TASK DIRECTIONS
Exactly repeat all the records below, omitting the images they hold.

[TASK MATERIAL Boundary: Start]

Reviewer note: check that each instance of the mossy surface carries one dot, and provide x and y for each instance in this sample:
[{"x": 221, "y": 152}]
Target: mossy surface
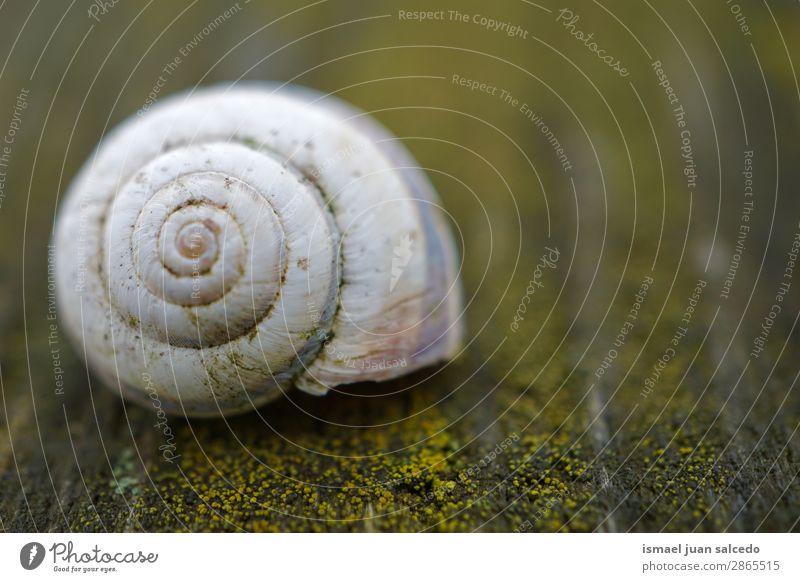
[{"x": 521, "y": 432}]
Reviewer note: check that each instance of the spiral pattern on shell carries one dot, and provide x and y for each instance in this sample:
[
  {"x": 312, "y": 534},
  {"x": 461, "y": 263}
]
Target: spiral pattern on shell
[{"x": 233, "y": 243}]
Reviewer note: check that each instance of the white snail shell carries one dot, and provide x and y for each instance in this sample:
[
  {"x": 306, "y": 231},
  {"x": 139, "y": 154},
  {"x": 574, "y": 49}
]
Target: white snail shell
[{"x": 232, "y": 243}]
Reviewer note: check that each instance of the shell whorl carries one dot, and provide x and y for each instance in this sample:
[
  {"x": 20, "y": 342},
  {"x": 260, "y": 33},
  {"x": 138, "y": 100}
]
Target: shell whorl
[{"x": 233, "y": 243}]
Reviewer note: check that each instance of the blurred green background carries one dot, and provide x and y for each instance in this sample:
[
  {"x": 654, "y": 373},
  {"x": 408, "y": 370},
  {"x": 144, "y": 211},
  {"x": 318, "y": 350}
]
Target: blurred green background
[{"x": 714, "y": 447}]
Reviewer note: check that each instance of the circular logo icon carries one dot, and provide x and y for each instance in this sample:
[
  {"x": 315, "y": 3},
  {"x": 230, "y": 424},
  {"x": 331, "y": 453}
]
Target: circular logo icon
[{"x": 31, "y": 555}]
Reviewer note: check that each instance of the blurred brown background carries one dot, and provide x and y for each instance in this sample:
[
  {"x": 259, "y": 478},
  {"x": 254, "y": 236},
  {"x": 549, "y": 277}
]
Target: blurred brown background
[{"x": 713, "y": 447}]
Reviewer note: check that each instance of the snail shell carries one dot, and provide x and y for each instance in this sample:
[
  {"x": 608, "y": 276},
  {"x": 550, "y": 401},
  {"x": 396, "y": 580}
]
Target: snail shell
[{"x": 232, "y": 243}]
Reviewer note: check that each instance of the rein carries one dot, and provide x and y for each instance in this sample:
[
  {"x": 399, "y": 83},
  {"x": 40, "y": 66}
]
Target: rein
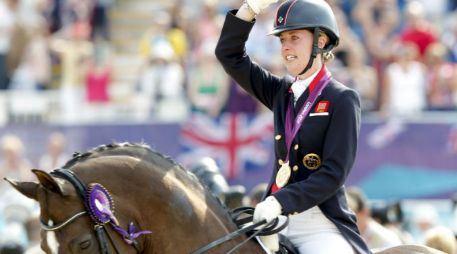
[
  {"x": 260, "y": 228},
  {"x": 46, "y": 227}
]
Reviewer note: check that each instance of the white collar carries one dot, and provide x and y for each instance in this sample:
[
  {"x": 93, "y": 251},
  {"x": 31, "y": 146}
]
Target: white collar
[{"x": 299, "y": 86}]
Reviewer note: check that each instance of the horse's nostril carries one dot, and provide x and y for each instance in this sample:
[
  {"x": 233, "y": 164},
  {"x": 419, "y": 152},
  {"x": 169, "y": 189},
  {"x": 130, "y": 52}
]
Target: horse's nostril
[{"x": 84, "y": 245}]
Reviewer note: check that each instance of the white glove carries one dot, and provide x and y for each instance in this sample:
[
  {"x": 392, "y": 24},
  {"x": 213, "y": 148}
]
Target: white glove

[TASK MATERIAL Boundary: End]

RESULT OF THIS EXERCISE
Reviewer note: check that each instance of the mossy surface carries one dot, and provide x and y for each instance in this sample:
[{"x": 221, "y": 152}]
Target: mossy surface
[{"x": 521, "y": 432}]
Reviewer note: check that each instance of the spiral pattern on shell carries one dot, and provide x and y for each instance in this sample:
[
  {"x": 312, "y": 534},
  {"x": 461, "y": 263}
]
Target: spiral pattern on shell
[{"x": 233, "y": 243}]
Reviewer note: check that each instance of the white snail shell carries one dot, and provide x and y for each instance in this sample:
[
  {"x": 306, "y": 231},
  {"x": 139, "y": 154},
  {"x": 574, "y": 49}
]
Target: white snail shell
[{"x": 232, "y": 243}]
Reviewer note: check that each instance of the shell whorl carries one dot, and provide x and y for each instance in this sample:
[
  {"x": 20, "y": 342},
  {"x": 260, "y": 33},
  {"x": 138, "y": 100}
]
Target: shell whorl
[{"x": 233, "y": 243}]
Reviewer note: check that each instance of the blurred green background carries one dot, and provide x and y for each instance in this sample:
[
  {"x": 654, "y": 373},
  {"x": 408, "y": 370},
  {"x": 144, "y": 211},
  {"x": 318, "y": 350}
]
Target: blurred green background
[{"x": 714, "y": 447}]
Reviewer note: check that each instance of the circular logo icon carries one dot, and provide x and y for each instance in this sample:
[
  {"x": 315, "y": 3},
  {"x": 230, "y": 424},
  {"x": 331, "y": 453}
]
Target: circular logo icon
[{"x": 31, "y": 555}]
Reviewer note: check that each instance of the blurred brown background carries one dot, and provide x and y for each instance in this sample:
[
  {"x": 259, "y": 478},
  {"x": 254, "y": 236},
  {"x": 549, "y": 277}
]
Target: blurred brown background
[{"x": 713, "y": 447}]
Reviewer note: check that each instance of the snail shell carries one dot, and provide x and y for each instance in this sample:
[
  {"x": 608, "y": 276},
  {"x": 550, "y": 401},
  {"x": 396, "y": 580}
]
Target: snail shell
[{"x": 232, "y": 243}]
Reviewer note: check that each instance of the rein carries one dot, and provide x and y for each instance in this sample:
[
  {"x": 399, "y": 83},
  {"x": 40, "y": 66}
]
Target: rein
[
  {"x": 260, "y": 228},
  {"x": 46, "y": 227}
]
Reviewer note: check that each instance of the white collar carries one dot, and provide x and y for each instance in this sample:
[
  {"x": 93, "y": 251},
  {"x": 31, "y": 146}
]
Target: white collar
[{"x": 299, "y": 86}]
Reviewer note: check that each instance of the horse's nostril carries one dot, and provide x and y for each instance in this sample:
[
  {"x": 233, "y": 164},
  {"x": 419, "y": 152},
  {"x": 169, "y": 189},
  {"x": 130, "y": 52}
]
Target: horse's nostril
[{"x": 84, "y": 245}]
Reviewer note: check that each instance of the white glove carries one dot, and provide x and y for each instance in this sample:
[
  {"x": 392, "y": 24},
  {"x": 213, "y": 148}
]
Target: white glove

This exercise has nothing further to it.